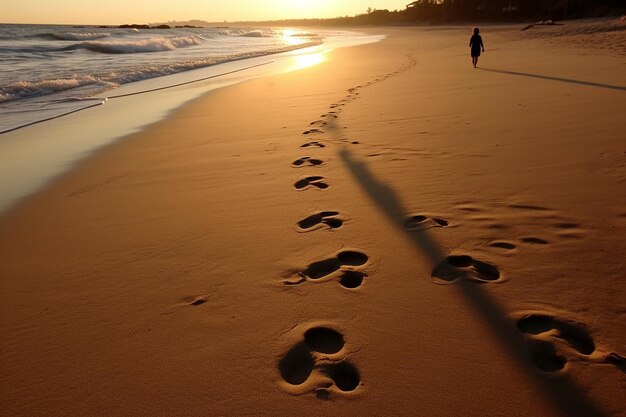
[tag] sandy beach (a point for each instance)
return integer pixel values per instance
(390, 232)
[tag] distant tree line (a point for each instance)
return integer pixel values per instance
(449, 11)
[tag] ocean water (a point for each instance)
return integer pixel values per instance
(48, 71)
(68, 92)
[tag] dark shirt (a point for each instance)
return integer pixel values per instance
(476, 42)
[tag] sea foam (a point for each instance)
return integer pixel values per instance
(139, 45)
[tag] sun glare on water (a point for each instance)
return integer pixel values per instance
(308, 60)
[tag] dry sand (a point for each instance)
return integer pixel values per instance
(210, 265)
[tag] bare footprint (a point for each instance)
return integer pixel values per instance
(419, 222)
(307, 161)
(317, 220)
(319, 353)
(313, 144)
(312, 131)
(344, 262)
(551, 340)
(314, 181)
(456, 267)
(503, 244)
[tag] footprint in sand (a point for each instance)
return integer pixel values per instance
(314, 181)
(317, 220)
(312, 132)
(318, 364)
(552, 341)
(313, 144)
(419, 222)
(306, 161)
(345, 263)
(534, 226)
(455, 267)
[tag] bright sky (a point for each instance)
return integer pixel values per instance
(148, 11)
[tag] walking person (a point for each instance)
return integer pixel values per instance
(476, 43)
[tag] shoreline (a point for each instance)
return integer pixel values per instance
(177, 271)
(66, 146)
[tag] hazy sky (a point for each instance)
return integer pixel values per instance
(146, 11)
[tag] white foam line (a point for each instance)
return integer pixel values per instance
(58, 116)
(190, 82)
(104, 100)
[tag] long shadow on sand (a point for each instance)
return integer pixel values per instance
(565, 80)
(564, 394)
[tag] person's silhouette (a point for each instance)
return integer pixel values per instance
(476, 43)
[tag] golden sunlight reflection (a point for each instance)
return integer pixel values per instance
(307, 60)
(290, 37)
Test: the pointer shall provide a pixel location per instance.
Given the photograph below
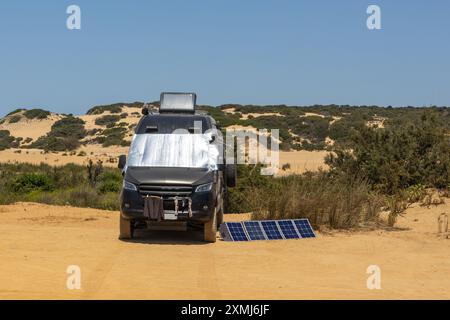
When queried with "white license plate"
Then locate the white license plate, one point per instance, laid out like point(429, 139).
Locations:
point(170, 216)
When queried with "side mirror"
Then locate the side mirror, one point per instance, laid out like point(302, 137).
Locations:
point(122, 161)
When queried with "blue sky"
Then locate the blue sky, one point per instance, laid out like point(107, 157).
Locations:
point(253, 51)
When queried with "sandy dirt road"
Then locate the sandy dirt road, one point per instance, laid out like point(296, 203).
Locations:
point(39, 242)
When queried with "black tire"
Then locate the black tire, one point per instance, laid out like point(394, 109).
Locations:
point(126, 229)
point(231, 175)
point(220, 211)
point(210, 228)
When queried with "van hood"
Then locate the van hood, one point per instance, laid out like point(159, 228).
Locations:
point(168, 176)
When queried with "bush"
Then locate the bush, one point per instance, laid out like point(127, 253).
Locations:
point(15, 119)
point(108, 120)
point(113, 108)
point(15, 111)
point(64, 135)
point(6, 140)
point(113, 137)
point(395, 158)
point(36, 114)
point(66, 185)
point(31, 181)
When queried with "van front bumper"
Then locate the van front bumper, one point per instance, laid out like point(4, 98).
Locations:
point(202, 206)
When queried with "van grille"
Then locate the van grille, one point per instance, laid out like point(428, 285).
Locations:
point(165, 190)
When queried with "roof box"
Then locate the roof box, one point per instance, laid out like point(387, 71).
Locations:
point(177, 102)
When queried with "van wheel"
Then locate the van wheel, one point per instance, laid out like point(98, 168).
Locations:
point(220, 210)
point(210, 228)
point(126, 229)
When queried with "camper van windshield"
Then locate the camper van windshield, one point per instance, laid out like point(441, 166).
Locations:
point(173, 150)
point(165, 124)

====================

** Exercise aim **
None of the pictures should be kept; reproduce all the remaining material exactly.

** Solution **
[tag] sandy beach (a point for each instance)
return integer pixel values per instance
(390, 232)
[tag] distant tree line (a point for each instance)
return integer pixel values per instance
(449, 11)
[tag] ocean water (a point for each instance)
return integer pixel values per instance
(48, 71)
(68, 92)
[tag] dark shirt (a point for each instance)
return integer pixel values per instance
(476, 42)
[tag] sea foam (a point for each instance)
return integer pixel values per instance
(139, 45)
[tag] sun glare on water (a point for each instance)
return integer pixel values per instance
(308, 60)
[tag] dry sand (a point for each instance)
return integer pixel values per instance
(210, 265)
[tag] bare footprint (a point for each instance)
return integer pixel values per instance
(419, 222)
(307, 161)
(317, 220)
(319, 353)
(313, 144)
(312, 131)
(344, 262)
(551, 340)
(314, 181)
(456, 267)
(503, 244)
[tag] footprint in sand (a point for each instance)
return integer pixel values per instance
(314, 181)
(317, 220)
(312, 132)
(318, 364)
(552, 341)
(313, 144)
(419, 222)
(306, 161)
(345, 263)
(534, 226)
(455, 267)
[tag] bright sky (a point for each instance)
return integer pixel values per instance
(148, 11)
[tag] walking person (a point for each instance)
return integer pixel values per instance
(476, 43)
[tag] shoreline (a point for each instance)
return integer pixel values per instance
(177, 271)
(66, 146)
[tag] hazy sky (a point for each instance)
return integer pixel values per instance
(146, 11)
[tag] white foam line (a point for each instance)
return integer pixel values per instance
(58, 116)
(190, 82)
(104, 100)
[tag] long shadow on sand (a point for each instance)
return integer pixel values per instance
(565, 80)
(564, 394)
[tag] person's silhouette (a point for each instance)
return integer pixel values per instance
(476, 43)
[tag] golden sunlight reflection (a point for each instance)
return integer pixel values per instance
(307, 60)
(290, 37)
Test: the pointer shall provide a pixel location per instance.
Given the photograph below
When queried with "white license plate"
Then locate the white license plate, one point per instance, laid out like point(429, 139).
Locations:
point(170, 216)
When queried with "side mirror"
Then locate the side mirror, one point per instance, laid out like point(302, 137).
Locations:
point(122, 161)
When queried with "blue sky"
Then locate the blue sky, one point per instance, laid out like point(107, 157).
Locations:
point(253, 51)
When queried with "sandy dirt road"
Then locate the sandy dirt road, one point per instance, laid out like point(296, 203).
Locations:
point(39, 242)
When queried with "black tire"
Then locate the black tire, one point per instance, laid out like point(394, 109).
Locations:
point(126, 229)
point(231, 175)
point(220, 211)
point(210, 228)
When queried with "van hood"
Then locate the van hood, one point per instance, laid out like point(159, 228).
Locations:
point(168, 176)
When queried with "bush"
Then locate the bush, one point per instance, laid out like point(127, 253).
Locations:
point(15, 119)
point(108, 120)
point(113, 108)
point(15, 111)
point(64, 135)
point(6, 140)
point(113, 137)
point(395, 158)
point(36, 114)
point(66, 185)
point(31, 181)
When queried with "van front bumper"
Then locate the van front bumper, one point per instance, laid out like point(4, 98).
Locations:
point(202, 206)
When queried with "van grille"
Then locate the van grille, one point per instance, laid out like point(428, 285).
Locations:
point(165, 190)
When queried with "roof box"
Then locate the roof box, one point per instance, laid out like point(387, 71).
Locations:
point(177, 102)
When queried with "van wheel"
Then locate the van wheel, one point per instance, laid out like point(98, 168).
Locations:
point(220, 210)
point(210, 228)
point(126, 229)
When queried with "camper van windshield"
Then locate the camper van windshield, one point per instance, laid out like point(441, 166).
Locations:
point(173, 150)
point(165, 124)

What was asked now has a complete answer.